───── TEXT UNDER STUDY

Getting Started

Requirements

Minimum Requirements

Component Minimum Version Notes
CMake 3.14+ Required for FetchContent
C++ Standard C++17 -std=c++17
Git Any recent For fetching dependencies

Supported Compilers

Platform Compiler Minimum Version
Linux GCC 8+
Linux Clang 7+
macOS Apple Clang 11+ (Xcode 11+)
macOS Clang (Homebrew) 7+

Supported SIMD Architectures

libvroom uses Google Highway for portable SIMD acceleration:

  • x86-64: SSE4.2, AVX2
  • ARM64: NEON

The library automatically detects and uses the best available SIMD instruction set at runtime.

Installation Methods

Method 1: Build from Source

# Clone the repository
git clone https://github.com/jimhester/libvroom.git
cd libvroom

# Configure and build (Release mode)
cmake -B build -DCMAKE_BUILD_TYPE=Release
cmake --build build

The build produces:

  • build/liblibvroom_lib.a - Static library
  • build/vroom - Command-line tool

Method 3: Add as Git Submodule

git submodule add https://github.com/jimhester/libvroom.git external/libvroom

Then in your CMakeLists.txt:

add_subdirectory(external/libvroom)
target_link_libraries(your_target PRIVATE libvroom_lib)

──────────

== REQUIREMENT ==
Carry on with the libvroom getting-started guide from the point where it stops. The records have nothing to do with the libvroom getting-started guide.

───── GIVEN INFORMATION

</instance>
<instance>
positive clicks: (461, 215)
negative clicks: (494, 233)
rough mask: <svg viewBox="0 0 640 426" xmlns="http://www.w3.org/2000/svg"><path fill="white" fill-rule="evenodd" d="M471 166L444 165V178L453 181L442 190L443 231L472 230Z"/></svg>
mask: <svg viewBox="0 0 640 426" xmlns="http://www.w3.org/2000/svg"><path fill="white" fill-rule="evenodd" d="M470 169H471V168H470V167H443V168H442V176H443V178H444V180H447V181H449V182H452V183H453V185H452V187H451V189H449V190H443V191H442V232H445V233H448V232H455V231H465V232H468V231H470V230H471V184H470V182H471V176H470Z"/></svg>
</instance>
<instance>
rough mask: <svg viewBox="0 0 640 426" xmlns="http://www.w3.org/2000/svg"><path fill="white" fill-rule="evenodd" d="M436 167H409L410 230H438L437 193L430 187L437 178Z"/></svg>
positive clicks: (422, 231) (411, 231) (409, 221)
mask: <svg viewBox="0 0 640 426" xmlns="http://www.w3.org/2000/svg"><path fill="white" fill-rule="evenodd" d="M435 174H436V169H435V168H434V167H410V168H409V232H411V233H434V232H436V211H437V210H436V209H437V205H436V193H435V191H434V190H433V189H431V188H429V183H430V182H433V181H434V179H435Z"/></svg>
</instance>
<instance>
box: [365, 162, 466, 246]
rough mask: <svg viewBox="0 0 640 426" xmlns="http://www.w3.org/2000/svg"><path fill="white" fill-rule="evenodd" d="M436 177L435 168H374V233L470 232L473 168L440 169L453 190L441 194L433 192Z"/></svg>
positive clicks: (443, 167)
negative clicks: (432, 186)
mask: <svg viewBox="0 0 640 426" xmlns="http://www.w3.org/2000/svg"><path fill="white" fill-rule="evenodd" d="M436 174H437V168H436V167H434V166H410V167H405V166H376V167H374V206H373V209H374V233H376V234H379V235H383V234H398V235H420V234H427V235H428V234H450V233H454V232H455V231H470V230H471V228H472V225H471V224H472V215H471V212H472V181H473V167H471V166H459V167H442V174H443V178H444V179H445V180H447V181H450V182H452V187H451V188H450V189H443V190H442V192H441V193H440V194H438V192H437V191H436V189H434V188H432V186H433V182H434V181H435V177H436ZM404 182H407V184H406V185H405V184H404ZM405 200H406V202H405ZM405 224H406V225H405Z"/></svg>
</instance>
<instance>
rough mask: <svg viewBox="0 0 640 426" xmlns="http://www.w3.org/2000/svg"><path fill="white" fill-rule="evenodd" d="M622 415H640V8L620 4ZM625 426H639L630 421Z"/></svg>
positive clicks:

──────────

== ANSWER TO THIS EXERCISE ==
Build Options

CMake Configuration Options

Option Default Description
BUILD_TESTING ON Build test executables
BUILD_BENCHMARKS ON Build benchmark executables
BUILD_SHARED_LIBS OFF Build shared library instead of static
ENABLE_COVERAGE OFF Enable code coverage reporting
LIBVROOM_ENABLE_ARROW OFF Enable Apache Arrow output integration

Build Configurations

Debug Build (For Development)

cmake -B build -DCMAKE_BUILD_TYPE=Debug
cmake --build build

Minimal Release Build (Library and CLI Only)

For the smallest build without tests or benchmarks:

cmake -B build -DCMAKE_BUILD_TYPE=Release -DBUILD_TESTING=OFF -DBUILD_BENCHMARKS=OFF
cmake --build build

Shared Library Build

cmake -B build -DCMAKE_BUILD_TYPE=Release -DBUILD_SHARED_LIBS=ON
cmake --build build

Build with Code Coverage

cmake -B build -DCMAKE_BUILD_TYPE=Debug -DENABLE_COVERAGE=ON
cmake --build build

Platform-Specific Instructions

Linux (Ubuntu/Debian)

# Install build dependencies
sudo apt-get update
sudo apt-get install -y cmake build-essential git

# Clone and build
git clone https://github.com/jimhester/libvroom.git
cd libvroom
cmake -B build -DCMAKE_BUILD_TYPE=Release
cmake --build build

macOS

# Install Xcode Command Line Tools (if not already installed)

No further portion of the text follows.